# Kutipan Teks:
Bagaimana dengan Pilkada Balikpapan 2020? Mencuat kekhawatiran fenomena calon tunggal versus kotak kosong akan terjadi. Ini setelah melihat arah koalisi parpol. Golkar yang telah resmi mengusung Rahmad Mas’ud sebagai calon Wali Kota Balikpapan mendapat sokongan partai lain. Partai Keadilan Sejahtera (PKS) telah bulat mengusung RM – short code Rahmad Mas’ud sebagai calon wali kota. 

Di Balikpapan, Golkar menjadi satu-satunya parpol yang dapat mengusung sendiri bakal calon (balon) Wali Kota Balikpapan pada Pilkada 2020. Golkar adalah peraih kursi terbanyak pada Pemilu 17 April 2019 yakni 11 kursi. Menyusul PDIP 8 kursi, Gerindra dan PKS masing-masing 6 kursi, Demokrat 4 kursi, Nasdem 3 kursi, PPP 3 kursi, Hanura 2 kursi, PKB dan Perindo masing-masing 1 kursi. 

Sembilan parpol lainnya yakni PDIP, PKS, Gerindra, Demokrat, Nasdem, PPP, Hanura, PKB dan Perindo harus berkoalisi untuk dapat mengusung balon wali kota yang dijagokannya. Pada Pemilu serentak lalu, perolehan suara parpol-parpol itu kurang dari 9 kursi. 

Sesuai persyaratan UU, balon wali kota dapat diusung oleh parpol atau gabungan parpol yang memiliki jumlah kursi minimal 20 persen di DPRD setempat. Jika kursi di DPRD Balikpapan berjumlah 45, maka parpol atau gabungan parpol yang dapat mengusung balon wali kota harus memiliki 9 kursi. 

Kekuatan finansial serta keunggulan popularitas dan elektabilitas RM tampaknya menjadi magnet penarik parpol lain. Sinyal kuat mengusung RM juga diberikan Partai Demokrat. PDIP bahkan mengambil langkah cepat menyorong kadernya yakni Thohari Aziz untuk dipaketkan dengan RM.

# Tugas yang Dikerjakan:
[1] Tolong jelaskan dalam satu sampai tiga kalimat, berdasarkan teks tentang Pilkada Balikpapan 2020, mengapa sembilan parpol selain Golkar harus berkoalisi untuk mengusung balon wali kota.
[2] Salin persis bagian teks tentang Pilkada Balikpapan 2020 yang dimulai dari "Di Balikpapan, Golkar" dan diakhiri dengan "dari 9 kursi.".
[3] Sambung teks tentang Pilkada Balikpapan 2020 dari titik tempat teks itu terhenti.

[Entri Tersimpan]
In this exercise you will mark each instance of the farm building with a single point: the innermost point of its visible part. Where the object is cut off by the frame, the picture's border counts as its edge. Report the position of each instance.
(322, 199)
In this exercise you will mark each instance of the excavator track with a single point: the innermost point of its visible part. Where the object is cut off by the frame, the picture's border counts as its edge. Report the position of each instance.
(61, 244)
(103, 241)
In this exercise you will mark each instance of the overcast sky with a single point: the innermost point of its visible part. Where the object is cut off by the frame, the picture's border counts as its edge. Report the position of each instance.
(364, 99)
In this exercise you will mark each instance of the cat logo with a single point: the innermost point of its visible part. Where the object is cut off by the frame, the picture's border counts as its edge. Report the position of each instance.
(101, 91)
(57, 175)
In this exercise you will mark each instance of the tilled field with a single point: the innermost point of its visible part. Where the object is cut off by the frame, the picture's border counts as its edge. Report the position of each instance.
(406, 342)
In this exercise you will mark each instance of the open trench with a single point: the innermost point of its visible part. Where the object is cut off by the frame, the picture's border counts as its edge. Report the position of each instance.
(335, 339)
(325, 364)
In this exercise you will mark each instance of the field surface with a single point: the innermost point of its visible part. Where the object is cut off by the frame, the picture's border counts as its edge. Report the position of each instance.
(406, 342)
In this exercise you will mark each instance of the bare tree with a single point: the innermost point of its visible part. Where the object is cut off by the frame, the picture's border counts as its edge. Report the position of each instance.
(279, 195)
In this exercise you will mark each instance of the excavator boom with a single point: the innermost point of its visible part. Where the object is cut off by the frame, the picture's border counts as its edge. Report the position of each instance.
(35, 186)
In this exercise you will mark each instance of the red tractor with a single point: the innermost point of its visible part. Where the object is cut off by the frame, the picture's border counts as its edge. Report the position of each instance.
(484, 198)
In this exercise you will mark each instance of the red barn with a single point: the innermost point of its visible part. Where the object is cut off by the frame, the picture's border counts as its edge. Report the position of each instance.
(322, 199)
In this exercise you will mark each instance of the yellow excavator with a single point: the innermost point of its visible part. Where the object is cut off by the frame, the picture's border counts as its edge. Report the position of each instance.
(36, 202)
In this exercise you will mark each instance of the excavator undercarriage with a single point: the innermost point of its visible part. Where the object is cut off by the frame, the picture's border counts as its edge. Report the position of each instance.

# Jawaban per Tugas:
[1] Pada Pemilu serentak lalu, kesembilan parpol itu masing-masing memperoleh kurang dari 9 kursi. Sesuai persyaratan UU, parpol atau gabungan parpol pengusung balon wali kota harus memiliki minimal 20 persen kursi di DPRD setempat. Jika kursi DPRD Balikpapan berjumlah 45, syarat itu berarti 9 kursi.

[2]
Di Balikpapan, Golkar menjadi satu-satunya parpol yang dapat mengusung sendiri bakal calon (balon) Wali Kota Balikpapan pada Pilkada 2020. Golkar adalah peraih kursi terbanyak pada Pemilu 17 April 2019 yakni 11 kursi. Menyusul PDIP 8 kursi, Gerindra dan PKS masing-masing 6 kursi, Demokrat 4 kursi, Nasdem 3 kursi, PPP 3 kursi, Hanura 2 kursi, PKB dan Perindo masing-masing 1 kursi. 

Sembilan parpol lainnya yakni PDIP, PKS, Gerindra, Demokrat, Nasdem, PPP, Hanura, PKB dan Perindo harus berkoalisi untuk dapat mengusung balon wali kota yang dijagokannya. Pada Pemilu serentak lalu, perolehan suara parpol-parpol itu kurang dari 9 kursi.

[3]
Deklarasi dan dukungan PKS kepada Rahmad Mas'ud sebagai calon wali kota Balikpapan.


Dari 10 partai peraih kursi di DPRD Balikpapan, hanya Partai Gerindra yang belum bersikap. Namun, beredar di lini massa tentang pertemuan RM dengan petinggi DPP Gerindra. RM tidak sendiri, pertemuan itu juga dihadiri kader Gerindra Balikpapan Sabaruddin Panrecalle dan Muhammad Taqwa. Jika asumsi-asumsi koalisi itu menjadi kenyataan, maka RM berlimpah dukungan parpol. (Koalisi Golkar, PKS, PDIP, Demokrat, dan Gerindra). 

Penyerahan rekomendasi pengusungan AHB sebagai calon wali kota Balikpapan dari Partai Nasdem.

Bakal calon wali kota lainnya yakni Ahmad Basir juga telah mendapat dukungan parpol. Selain diusung oleh partainya sendiri yakni Nasional Demokrat, dukungan pada tingkatan Kota Balikpapan juga diberikan parpol lain yakni PPP, Hanura, PKB, dan Perindo. Namun, pengusungan yang belum bersifat final ini masih riskan bagi AHB – short code Ahmad Basir. Gabungan 10 kursi parpol ini masih sangat rawan untuk “tercuri” atau berpindah ke lain hati. 

Agar seru dan banyak pilihan, idealnya Pilkada Balikpapan memunculkan tiga pasangan calon. PDIP dan Gerindra yang belum menentukan sikap bisa berkoalisi mengusung kader terbaiknya. Tiga pilihan calon pemimpin Kota Balikpapan ini bisa menjadi penarik tingkat partisipasi pemilih. 

KPU memang tidak memiliki aturan yang bisa mencegah munculnya calon tunggal. Tidak ada pembatasan bagi parpol untuk berkoalisi mengusung calon kepala daerah. 

“Yang ada hanyalah PKPU yang khusus mengatur calon tunggal,” kata Ketua KPU Balikpapan Noor Thoha. 

Yang menjadi soal kini; benarkah kekhawatiran calon tunggal akan menjadi kenyataan di Pilkada Balikpapan? Wallahu a’lam bishawab. Semoga tidak. (*)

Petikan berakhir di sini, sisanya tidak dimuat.